The task |
Reproduce every line of the records below without any changes, leaving out the pictures.
**** Input material ****
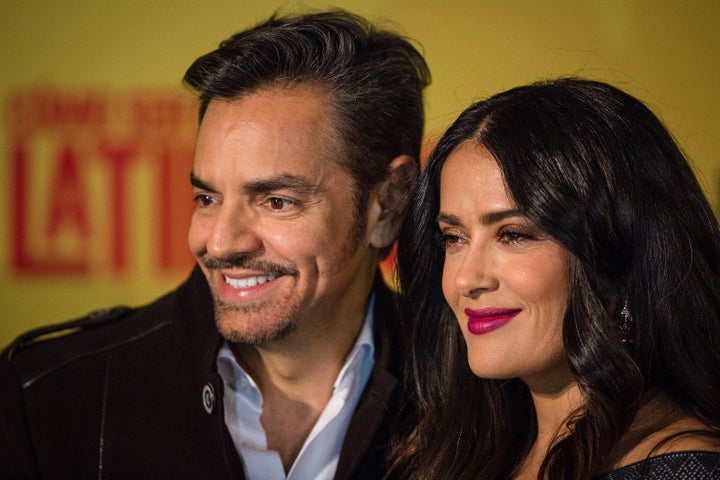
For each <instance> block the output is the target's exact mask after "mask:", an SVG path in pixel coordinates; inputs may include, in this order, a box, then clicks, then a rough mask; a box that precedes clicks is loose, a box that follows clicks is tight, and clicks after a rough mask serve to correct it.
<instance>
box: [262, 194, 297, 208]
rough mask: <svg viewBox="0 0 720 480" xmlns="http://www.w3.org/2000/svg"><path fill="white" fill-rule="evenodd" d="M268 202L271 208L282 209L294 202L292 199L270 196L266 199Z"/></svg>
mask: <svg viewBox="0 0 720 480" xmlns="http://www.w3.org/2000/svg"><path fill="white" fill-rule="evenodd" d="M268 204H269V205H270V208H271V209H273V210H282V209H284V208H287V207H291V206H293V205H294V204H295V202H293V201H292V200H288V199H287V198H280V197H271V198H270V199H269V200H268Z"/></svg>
****
Answer to this task |
For each <instance> block the output is the target's exact mask after "mask:", an SVG path in pixel coordinates; inputs may include, in this order, a box, then clicks, then a rough mask; a box that precedes clicks is loose, a box that follows clicks is tight, and clicks after a rough mask serve to correct it.
<instance>
box: [262, 194, 297, 208]
rough mask: <svg viewBox="0 0 720 480" xmlns="http://www.w3.org/2000/svg"><path fill="white" fill-rule="evenodd" d="M268 202L271 208L282 209L294 202L292 199L270 196L266 199Z"/></svg>
mask: <svg viewBox="0 0 720 480" xmlns="http://www.w3.org/2000/svg"><path fill="white" fill-rule="evenodd" d="M268 204H269V205H270V208H271V209H273V210H282V209H284V208H287V207H291V206H293V205H294V204H295V202H293V201H292V200H288V199H287V198H280V197H271V198H270V199H269V200H268Z"/></svg>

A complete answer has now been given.